-- Start of DATA EXCERPTS --
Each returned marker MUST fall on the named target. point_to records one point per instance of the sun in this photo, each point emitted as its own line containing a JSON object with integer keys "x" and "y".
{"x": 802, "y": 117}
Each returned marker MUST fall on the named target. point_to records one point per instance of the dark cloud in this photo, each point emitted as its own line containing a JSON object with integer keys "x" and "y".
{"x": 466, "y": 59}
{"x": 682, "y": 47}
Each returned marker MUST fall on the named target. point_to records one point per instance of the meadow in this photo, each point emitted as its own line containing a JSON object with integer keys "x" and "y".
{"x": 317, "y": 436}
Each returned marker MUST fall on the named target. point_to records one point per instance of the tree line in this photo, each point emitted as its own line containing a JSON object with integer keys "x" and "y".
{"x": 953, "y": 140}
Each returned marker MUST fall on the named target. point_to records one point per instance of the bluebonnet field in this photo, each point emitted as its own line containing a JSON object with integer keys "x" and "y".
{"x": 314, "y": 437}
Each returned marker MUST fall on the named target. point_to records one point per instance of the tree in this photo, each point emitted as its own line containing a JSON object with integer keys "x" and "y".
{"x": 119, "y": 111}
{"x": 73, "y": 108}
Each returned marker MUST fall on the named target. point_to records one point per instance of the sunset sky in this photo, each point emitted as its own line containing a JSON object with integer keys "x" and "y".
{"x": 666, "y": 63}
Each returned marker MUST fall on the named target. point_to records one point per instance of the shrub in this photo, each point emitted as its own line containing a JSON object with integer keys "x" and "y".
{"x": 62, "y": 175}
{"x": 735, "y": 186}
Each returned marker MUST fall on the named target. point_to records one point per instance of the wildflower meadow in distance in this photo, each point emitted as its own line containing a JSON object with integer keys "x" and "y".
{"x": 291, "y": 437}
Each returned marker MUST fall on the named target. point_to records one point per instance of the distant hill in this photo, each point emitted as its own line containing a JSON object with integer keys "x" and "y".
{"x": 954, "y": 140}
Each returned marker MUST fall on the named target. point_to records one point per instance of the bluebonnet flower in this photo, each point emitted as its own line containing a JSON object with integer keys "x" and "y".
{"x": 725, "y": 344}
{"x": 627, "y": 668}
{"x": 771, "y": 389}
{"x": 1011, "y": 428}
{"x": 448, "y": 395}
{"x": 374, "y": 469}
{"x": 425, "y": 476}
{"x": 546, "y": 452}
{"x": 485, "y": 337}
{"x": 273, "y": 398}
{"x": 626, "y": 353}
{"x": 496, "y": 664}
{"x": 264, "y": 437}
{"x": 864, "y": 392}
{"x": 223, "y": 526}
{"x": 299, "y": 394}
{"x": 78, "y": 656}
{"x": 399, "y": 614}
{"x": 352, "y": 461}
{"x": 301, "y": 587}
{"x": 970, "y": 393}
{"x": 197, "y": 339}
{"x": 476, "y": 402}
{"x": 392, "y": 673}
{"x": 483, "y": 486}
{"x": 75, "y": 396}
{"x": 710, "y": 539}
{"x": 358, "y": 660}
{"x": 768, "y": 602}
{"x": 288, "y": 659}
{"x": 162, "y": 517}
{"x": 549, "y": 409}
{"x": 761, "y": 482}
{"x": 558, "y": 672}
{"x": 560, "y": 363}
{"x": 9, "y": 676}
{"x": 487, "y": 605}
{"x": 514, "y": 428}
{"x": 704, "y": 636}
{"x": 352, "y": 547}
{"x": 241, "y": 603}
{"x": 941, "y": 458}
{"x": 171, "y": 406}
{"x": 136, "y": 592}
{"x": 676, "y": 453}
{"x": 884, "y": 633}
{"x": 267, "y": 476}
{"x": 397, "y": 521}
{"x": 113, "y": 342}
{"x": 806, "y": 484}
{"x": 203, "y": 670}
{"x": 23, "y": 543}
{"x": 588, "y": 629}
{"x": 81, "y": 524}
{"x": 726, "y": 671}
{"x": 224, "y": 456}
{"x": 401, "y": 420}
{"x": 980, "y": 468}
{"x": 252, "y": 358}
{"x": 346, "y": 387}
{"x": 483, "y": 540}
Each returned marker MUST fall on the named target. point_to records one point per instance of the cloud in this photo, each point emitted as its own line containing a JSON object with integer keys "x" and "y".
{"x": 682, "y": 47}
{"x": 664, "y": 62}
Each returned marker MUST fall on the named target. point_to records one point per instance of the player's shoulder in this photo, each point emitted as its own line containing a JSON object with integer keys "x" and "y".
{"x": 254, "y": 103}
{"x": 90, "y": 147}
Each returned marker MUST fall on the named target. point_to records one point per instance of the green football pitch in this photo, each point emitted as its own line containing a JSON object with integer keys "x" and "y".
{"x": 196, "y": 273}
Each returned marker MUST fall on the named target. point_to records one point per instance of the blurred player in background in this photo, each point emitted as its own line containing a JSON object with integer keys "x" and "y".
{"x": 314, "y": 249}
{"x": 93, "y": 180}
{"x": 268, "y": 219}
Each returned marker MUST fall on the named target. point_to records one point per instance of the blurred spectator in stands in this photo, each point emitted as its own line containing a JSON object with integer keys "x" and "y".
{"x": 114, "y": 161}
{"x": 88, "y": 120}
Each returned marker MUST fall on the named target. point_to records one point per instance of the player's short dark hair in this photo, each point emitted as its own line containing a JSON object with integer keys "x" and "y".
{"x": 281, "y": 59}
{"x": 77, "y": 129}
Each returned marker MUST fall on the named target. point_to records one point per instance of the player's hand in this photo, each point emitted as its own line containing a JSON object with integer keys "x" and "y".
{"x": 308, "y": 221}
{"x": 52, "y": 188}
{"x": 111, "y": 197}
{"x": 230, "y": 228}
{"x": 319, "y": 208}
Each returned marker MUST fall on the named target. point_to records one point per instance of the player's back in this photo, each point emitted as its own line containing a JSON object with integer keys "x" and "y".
-- End of DATA EXCERPTS --
DIRECTIONS FOR THIS TASK: Move every x and y coordinate up by 43 in the lines running from the one containing "the player's shoulder" through the end of the entries, inclusive. Write out all of those lines again in full, changing nothing but the coordinates.

EXERCISE ANSWER:
Each returned marker MUST fall on the named target. point_to records one point per instance of the player's shoulder in this photo, each point emitted as its own line containing a JSON object with integer keys "x" and "y".
{"x": 297, "y": 146}
{"x": 133, "y": 190}
Each returned marker MUST fall on the named target. point_to records one point per instance of the green football pitch in this photo, each point emitted as its own line containing a JSON object with integer keys "x" and "y".
{"x": 239, "y": 316}
Each returned marker MUST fall on the named target. point_to records one point per instance of the blurred player in background in this photo, each point emitted as its own line containing a JSON object with integer keys "x" and "y".
{"x": 357, "y": 292}
{"x": 136, "y": 223}
{"x": 311, "y": 262}
Each returned marker MUST fall on the named target. point_to records one point per instance of the blurred spectator in stands in this photo, each point emitted as its own line containing a JSON object with integer keys "x" and "y".
{"x": 157, "y": 204}
{"x": 131, "y": 163}
Each returned marker MUST fall on the named target. point_to records one point per instance of the player's short dark hair in this photo, each point emitted as its own line containing a JSON object with integer keys "x" and "y".
{"x": 324, "y": 102}
{"x": 120, "y": 172}
Each returned marker MUST fall on the named target. point_to records one point per instance of the player's hand in this photo, each point emitted as its own line containing a JSON object with integer keys "x" and "y".
{"x": 351, "y": 264}
{"x": 95, "y": 231}
{"x": 154, "y": 240}
{"x": 273, "y": 271}
{"x": 362, "y": 251}
Each returned marker MUST fall on the named target. point_to records one point per instance of the player's back in this photo, each point emitted as its own line containing a JSON object with integer keys "x" and "y".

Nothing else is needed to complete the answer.